- [Given text]:
*** Block opens ***

Excerpt of product info
|Product title :||
Improving specific disease outcomes through a One Health approach – tuberculosis
|Author(s) :||A.L. Michel|
Early discoveries in the field of tuberculosis more than a century ago indicated that the success of disease control in human populations would depend on the success of control measures in animals, and vice versa. Recognising the zoonotic importance of a cattle-derived pathogen was the beginning of the eradication of bovine tuberculosis from most of the cattle population in Europe. It was a costly and resource-intensive process, but a successful one. The resulting near disappearance of zoonotic tuberculosis from the human population exemplifies probably one of the largest One Health successes in medical history. Since that time many advances in tuberculosis diagnosis, vaccinology, molecular epidemiology and immunopathogenetic studies have been made within the disciplinary divides of human and animal health research. More recently, the discovery of similarities in the interactions between the natural hosts and the causative agents of tuberculosis, as well as similarities in the resulting disease consequences, have led to a renewed appraisal of the benefits of collaborative approaches. It is to be hoped that, in the future, the combined body of scientific knowledge will also provide the basis for practical One Health initiatives at community level.

*** Block closes ***

- [Information given]:

*** Block opens ***

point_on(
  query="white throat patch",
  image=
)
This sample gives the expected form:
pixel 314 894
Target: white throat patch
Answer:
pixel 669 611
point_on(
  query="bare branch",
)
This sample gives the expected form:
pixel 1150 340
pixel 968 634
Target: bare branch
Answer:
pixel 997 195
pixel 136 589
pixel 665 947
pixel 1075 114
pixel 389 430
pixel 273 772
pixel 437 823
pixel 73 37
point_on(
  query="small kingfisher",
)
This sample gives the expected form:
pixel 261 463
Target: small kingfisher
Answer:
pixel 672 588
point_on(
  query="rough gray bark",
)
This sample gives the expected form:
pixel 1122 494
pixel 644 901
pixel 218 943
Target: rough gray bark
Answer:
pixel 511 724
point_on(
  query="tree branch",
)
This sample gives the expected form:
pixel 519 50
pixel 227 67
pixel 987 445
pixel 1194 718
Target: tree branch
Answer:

*** Block closes ***

Summarize the excerpt on tuberculosis and the One Health approach in two sentences.

- [Solution]: Recognizing that a cattle-derived pathogen threatened humans led to the eradication of bovine tuberculosis from most cattle in Europe, a costly but successful effort that nearly eliminated zoonotic tuberculosis in people and is probably one of the largest One Health successes in medical history. More recently, the discovery of similarities between how tuberculosis affects its natural hosts has renewed interest in collaborative human and animal health research, with the hope that combined knowledge will support practical One Health initiatives at the community level.